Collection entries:
════

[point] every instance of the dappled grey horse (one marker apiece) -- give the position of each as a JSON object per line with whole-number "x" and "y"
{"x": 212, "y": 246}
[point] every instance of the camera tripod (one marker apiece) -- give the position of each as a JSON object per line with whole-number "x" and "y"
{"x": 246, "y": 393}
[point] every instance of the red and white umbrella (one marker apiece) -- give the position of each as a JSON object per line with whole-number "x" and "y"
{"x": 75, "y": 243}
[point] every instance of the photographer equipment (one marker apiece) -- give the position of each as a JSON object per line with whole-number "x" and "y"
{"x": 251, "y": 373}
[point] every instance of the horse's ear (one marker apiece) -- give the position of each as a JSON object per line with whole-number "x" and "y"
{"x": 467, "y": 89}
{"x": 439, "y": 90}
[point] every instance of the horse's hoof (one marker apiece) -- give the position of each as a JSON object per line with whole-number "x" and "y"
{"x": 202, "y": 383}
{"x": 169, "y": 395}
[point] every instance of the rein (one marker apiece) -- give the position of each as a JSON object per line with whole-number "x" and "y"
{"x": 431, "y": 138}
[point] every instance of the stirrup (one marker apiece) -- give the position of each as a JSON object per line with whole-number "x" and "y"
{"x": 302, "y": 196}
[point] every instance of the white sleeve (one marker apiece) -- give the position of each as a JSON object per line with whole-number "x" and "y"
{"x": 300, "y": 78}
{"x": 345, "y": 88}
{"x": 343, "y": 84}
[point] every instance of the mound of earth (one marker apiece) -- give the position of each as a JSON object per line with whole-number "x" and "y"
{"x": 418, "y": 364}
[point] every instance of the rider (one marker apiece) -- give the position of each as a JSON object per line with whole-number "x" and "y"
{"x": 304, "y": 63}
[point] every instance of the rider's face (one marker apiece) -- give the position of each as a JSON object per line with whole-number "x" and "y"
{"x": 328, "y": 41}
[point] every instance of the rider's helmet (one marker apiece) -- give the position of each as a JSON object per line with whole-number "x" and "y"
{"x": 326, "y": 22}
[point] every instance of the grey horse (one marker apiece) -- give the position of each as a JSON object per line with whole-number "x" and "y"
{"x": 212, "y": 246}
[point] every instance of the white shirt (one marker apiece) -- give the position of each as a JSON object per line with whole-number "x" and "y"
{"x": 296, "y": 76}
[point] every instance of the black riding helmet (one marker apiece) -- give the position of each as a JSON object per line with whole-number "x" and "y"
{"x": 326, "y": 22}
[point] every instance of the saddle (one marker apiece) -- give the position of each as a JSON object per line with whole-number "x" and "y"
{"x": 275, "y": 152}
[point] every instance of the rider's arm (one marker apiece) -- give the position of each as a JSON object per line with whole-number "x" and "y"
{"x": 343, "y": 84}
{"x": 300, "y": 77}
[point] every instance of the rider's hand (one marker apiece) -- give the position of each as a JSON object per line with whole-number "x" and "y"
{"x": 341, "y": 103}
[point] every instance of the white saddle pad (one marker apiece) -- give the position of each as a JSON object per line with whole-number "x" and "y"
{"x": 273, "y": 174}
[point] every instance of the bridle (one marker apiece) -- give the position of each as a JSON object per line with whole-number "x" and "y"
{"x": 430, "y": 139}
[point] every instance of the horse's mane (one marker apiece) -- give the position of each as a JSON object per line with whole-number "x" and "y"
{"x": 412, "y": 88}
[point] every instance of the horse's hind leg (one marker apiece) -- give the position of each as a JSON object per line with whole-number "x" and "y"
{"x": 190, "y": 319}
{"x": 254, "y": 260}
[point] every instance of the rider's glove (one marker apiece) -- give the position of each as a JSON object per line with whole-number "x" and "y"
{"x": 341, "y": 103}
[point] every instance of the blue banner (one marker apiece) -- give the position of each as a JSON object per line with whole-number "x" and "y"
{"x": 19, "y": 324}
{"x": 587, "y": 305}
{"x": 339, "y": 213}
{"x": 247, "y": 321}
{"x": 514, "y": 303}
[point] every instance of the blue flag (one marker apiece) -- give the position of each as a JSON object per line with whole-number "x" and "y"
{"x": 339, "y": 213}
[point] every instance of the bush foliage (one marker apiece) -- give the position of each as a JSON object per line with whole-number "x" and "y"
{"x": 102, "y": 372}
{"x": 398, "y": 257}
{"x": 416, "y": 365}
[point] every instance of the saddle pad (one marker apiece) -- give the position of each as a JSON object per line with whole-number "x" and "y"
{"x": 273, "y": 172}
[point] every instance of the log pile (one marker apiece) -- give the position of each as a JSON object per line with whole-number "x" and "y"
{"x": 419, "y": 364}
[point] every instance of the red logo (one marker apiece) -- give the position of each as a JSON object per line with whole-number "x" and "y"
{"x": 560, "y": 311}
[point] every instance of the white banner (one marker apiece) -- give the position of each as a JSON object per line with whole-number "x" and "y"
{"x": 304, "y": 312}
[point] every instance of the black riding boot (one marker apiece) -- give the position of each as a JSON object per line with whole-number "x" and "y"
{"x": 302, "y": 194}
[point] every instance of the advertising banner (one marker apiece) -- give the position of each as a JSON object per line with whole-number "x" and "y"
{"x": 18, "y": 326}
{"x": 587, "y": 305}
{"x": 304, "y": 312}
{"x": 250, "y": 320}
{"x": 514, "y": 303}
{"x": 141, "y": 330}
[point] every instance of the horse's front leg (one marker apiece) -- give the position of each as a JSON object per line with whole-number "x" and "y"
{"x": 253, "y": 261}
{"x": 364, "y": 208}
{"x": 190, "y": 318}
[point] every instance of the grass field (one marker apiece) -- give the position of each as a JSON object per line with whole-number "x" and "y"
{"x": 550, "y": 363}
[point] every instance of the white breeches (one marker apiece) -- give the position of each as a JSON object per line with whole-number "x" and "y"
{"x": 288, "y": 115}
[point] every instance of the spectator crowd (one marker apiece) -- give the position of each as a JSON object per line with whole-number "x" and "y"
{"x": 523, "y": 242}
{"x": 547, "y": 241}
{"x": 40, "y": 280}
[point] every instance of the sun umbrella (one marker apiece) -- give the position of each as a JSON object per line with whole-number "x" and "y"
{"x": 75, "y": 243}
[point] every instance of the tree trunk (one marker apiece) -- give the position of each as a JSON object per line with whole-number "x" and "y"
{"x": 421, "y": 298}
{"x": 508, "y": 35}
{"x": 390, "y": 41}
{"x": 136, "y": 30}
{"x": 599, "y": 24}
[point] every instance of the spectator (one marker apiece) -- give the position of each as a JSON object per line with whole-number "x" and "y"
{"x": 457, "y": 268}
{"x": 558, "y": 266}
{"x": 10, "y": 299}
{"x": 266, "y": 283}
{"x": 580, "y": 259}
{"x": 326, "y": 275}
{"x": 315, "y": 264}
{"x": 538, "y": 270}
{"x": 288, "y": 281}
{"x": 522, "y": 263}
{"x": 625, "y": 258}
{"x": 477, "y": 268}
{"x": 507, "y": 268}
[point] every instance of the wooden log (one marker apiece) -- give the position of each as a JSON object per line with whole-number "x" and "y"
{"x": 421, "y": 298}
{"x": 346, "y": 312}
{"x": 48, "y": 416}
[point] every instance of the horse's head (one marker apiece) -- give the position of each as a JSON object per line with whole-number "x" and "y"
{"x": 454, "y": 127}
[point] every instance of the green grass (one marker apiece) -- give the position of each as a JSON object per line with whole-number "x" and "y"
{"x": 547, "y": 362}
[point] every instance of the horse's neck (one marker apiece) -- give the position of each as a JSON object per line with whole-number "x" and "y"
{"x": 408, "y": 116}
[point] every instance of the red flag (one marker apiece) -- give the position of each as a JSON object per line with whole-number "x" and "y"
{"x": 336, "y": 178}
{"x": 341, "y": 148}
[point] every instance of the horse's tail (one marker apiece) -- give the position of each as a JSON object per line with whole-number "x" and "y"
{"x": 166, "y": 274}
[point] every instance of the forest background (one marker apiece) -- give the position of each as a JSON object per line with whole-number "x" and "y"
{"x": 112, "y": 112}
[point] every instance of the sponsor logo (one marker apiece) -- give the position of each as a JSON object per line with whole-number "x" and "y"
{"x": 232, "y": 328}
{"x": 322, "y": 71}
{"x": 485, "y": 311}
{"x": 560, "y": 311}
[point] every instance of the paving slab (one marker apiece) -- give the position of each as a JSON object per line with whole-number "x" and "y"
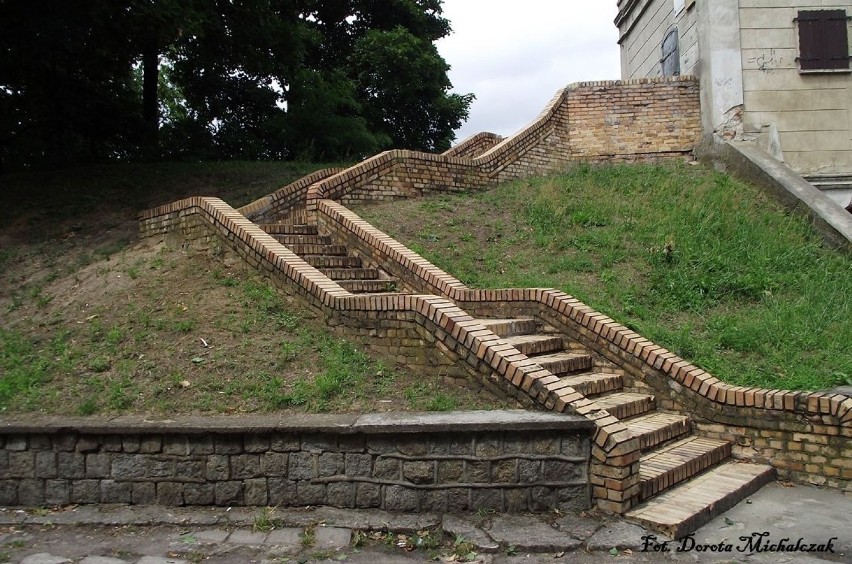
{"x": 242, "y": 536}
{"x": 289, "y": 537}
{"x": 102, "y": 560}
{"x": 578, "y": 526}
{"x": 459, "y": 527}
{"x": 160, "y": 560}
{"x": 44, "y": 558}
{"x": 619, "y": 535}
{"x": 332, "y": 538}
{"x": 529, "y": 534}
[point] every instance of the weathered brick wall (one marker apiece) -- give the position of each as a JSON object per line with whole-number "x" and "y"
{"x": 804, "y": 435}
{"x": 473, "y": 146}
{"x": 646, "y": 119}
{"x": 634, "y": 119}
{"x": 504, "y": 461}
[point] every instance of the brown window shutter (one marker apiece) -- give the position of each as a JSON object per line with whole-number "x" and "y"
{"x": 823, "y": 43}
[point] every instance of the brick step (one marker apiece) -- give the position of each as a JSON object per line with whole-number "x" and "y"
{"x": 282, "y": 229}
{"x": 685, "y": 508}
{"x": 672, "y": 464}
{"x": 369, "y": 286}
{"x": 563, "y": 362}
{"x": 536, "y": 344}
{"x": 322, "y": 261}
{"x": 656, "y": 429}
{"x": 328, "y": 250}
{"x": 351, "y": 273}
{"x": 303, "y": 239}
{"x": 626, "y": 404}
{"x": 594, "y": 383}
{"x": 510, "y": 327}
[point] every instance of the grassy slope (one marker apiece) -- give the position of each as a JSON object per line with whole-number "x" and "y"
{"x": 699, "y": 263}
{"x": 94, "y": 323}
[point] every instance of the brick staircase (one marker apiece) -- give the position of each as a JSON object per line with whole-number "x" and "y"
{"x": 685, "y": 479}
{"x": 333, "y": 260}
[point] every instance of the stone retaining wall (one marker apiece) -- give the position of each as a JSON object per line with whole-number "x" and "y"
{"x": 501, "y": 460}
{"x": 804, "y": 435}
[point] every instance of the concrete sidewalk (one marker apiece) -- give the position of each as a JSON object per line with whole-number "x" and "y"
{"x": 766, "y": 528}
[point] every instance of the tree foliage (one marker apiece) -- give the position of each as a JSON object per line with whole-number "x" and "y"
{"x": 93, "y": 80}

════

EXERCISE BRIEF:
Change "concrete sidewalk" to "paved sidewalk" in everything from the line containing "[point] every instance of the grassy" down through the last line, and give that part again with nothing else altered.

EXPECTED ANSWER:
[point] every instance of the grassy slope (one marker apiece) -- give the position of each as a JSON object per line with whole-number "x" and "y"
{"x": 699, "y": 263}
{"x": 94, "y": 323}
[point] every instance of the brick staircase (one marker apiece) -- give the position of each as a JSON object per line with whole-number "x" and "y"
{"x": 685, "y": 479}
{"x": 333, "y": 260}
[point] every instance of the stone retaining wall (one marker apiece) -- give the position of each as a JSON object per line with whole-number "x" and "y"
{"x": 501, "y": 460}
{"x": 804, "y": 435}
[point] every instance of the paved sidewalk (one marker apiece) -- give the position of each as a JSON object per line with whole-number "x" and "y"
{"x": 766, "y": 528}
[point] every instance of the tree foliage (one marker apiece) -- give the position of each as a JSON object per line with whole-number "x" and "y"
{"x": 93, "y": 80}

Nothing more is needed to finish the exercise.